- **AIM**
Identify every line in the listing below that contains the word "metal", and copy each of those lines.

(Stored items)
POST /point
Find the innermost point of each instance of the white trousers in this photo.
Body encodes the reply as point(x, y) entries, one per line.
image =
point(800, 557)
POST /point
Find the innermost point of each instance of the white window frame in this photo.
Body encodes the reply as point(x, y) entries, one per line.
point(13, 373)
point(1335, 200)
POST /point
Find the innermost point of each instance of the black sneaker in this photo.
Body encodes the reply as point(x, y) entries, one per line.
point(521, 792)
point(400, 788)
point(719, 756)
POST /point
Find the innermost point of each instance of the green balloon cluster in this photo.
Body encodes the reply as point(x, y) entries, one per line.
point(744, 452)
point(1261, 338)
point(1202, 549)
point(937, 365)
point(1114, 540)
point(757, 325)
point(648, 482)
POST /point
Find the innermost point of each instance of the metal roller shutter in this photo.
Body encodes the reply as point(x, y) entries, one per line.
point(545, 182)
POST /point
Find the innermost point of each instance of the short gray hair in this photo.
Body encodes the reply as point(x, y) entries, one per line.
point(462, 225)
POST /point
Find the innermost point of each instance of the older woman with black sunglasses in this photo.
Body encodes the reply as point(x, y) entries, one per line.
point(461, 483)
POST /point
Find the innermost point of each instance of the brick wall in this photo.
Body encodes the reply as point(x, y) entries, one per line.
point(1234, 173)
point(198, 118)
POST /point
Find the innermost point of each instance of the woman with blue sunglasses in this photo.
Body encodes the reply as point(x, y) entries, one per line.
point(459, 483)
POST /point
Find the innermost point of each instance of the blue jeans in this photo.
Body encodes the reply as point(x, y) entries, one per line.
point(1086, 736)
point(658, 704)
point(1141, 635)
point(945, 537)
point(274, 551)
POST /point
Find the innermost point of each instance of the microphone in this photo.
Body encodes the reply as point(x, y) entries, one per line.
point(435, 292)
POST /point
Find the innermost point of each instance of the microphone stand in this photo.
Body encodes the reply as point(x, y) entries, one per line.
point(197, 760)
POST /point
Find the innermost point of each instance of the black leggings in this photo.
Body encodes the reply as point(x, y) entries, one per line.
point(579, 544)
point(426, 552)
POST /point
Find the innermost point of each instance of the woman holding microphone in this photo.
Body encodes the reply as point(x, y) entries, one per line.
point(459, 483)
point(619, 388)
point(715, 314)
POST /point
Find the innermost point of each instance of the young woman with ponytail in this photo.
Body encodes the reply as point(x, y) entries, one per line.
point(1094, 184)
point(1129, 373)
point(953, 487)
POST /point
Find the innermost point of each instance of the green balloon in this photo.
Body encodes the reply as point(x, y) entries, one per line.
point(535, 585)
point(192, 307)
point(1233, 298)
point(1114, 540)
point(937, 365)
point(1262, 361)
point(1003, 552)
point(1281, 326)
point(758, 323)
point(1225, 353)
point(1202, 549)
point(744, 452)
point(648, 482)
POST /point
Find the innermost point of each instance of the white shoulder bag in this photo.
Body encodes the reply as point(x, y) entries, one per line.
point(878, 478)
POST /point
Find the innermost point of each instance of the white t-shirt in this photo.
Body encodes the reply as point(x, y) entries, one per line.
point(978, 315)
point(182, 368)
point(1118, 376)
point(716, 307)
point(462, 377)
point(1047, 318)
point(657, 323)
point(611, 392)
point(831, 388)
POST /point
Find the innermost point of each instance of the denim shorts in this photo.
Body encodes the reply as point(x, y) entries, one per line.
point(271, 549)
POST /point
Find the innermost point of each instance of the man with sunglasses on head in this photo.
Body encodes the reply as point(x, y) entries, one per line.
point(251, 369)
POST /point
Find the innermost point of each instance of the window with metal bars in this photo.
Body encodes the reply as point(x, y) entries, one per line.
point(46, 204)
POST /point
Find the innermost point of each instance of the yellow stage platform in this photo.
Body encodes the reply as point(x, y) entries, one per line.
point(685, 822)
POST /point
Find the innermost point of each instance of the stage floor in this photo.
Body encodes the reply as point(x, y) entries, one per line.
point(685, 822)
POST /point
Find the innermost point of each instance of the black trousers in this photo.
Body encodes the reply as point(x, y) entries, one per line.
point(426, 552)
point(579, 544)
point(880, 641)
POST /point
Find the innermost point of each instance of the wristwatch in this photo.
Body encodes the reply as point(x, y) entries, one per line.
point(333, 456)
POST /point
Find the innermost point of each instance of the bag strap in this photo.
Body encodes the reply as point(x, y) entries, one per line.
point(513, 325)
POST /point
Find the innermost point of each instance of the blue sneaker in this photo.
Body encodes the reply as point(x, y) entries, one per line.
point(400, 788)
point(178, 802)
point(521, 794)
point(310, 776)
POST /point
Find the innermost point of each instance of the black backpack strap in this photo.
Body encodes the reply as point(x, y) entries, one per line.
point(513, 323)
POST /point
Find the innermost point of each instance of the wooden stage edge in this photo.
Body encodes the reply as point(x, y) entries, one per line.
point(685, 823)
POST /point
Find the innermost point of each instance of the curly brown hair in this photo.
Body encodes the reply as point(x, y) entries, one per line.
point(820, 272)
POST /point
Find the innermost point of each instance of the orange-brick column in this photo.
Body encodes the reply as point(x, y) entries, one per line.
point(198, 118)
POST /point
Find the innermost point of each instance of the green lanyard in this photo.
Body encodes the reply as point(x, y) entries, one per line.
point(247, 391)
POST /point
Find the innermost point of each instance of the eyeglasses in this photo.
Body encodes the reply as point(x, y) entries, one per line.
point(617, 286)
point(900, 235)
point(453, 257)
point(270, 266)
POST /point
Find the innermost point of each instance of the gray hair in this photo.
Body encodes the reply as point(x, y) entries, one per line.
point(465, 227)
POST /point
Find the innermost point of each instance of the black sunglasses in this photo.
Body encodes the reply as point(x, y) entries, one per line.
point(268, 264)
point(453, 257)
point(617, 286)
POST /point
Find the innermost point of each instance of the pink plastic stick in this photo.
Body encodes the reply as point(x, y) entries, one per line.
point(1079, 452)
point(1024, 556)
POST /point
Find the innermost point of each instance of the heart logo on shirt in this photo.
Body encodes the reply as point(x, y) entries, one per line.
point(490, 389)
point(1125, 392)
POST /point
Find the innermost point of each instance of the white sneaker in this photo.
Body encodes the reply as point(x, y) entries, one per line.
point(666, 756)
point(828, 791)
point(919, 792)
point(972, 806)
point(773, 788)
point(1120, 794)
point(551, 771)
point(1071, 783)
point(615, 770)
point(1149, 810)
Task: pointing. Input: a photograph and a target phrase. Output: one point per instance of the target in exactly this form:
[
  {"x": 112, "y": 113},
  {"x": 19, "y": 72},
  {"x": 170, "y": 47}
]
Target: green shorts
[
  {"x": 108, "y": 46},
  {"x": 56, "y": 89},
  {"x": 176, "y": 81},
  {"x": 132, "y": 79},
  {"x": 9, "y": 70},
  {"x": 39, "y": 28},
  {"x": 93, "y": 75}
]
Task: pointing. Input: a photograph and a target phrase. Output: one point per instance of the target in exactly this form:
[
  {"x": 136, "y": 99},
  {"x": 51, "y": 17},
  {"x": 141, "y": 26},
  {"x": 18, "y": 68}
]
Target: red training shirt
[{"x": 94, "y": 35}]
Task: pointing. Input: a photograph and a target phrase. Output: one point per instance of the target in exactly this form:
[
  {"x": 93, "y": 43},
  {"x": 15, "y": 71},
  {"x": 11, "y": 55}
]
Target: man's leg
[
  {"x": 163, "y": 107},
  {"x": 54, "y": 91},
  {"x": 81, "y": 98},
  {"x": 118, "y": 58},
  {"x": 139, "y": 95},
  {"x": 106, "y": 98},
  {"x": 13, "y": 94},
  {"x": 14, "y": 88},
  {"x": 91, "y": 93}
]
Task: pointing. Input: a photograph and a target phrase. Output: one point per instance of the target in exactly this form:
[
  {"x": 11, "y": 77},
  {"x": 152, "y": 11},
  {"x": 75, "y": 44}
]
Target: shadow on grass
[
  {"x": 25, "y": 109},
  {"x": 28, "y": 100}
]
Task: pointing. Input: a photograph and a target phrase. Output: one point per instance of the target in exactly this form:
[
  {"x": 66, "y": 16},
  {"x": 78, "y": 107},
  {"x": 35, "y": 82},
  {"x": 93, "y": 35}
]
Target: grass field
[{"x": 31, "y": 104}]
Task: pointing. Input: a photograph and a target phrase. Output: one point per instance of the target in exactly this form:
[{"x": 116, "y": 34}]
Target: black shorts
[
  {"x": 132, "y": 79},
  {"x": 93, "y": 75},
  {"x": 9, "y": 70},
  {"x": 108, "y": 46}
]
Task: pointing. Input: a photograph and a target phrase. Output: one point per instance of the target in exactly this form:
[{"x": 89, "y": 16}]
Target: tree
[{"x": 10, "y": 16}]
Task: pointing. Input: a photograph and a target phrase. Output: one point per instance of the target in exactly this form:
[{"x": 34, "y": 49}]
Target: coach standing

- **EXPECTED OUTPUT**
Find the innermost point of each instance of the metal roller shutter in this photo.
Find the innermost point of each instance of the window with metal bars in this photo.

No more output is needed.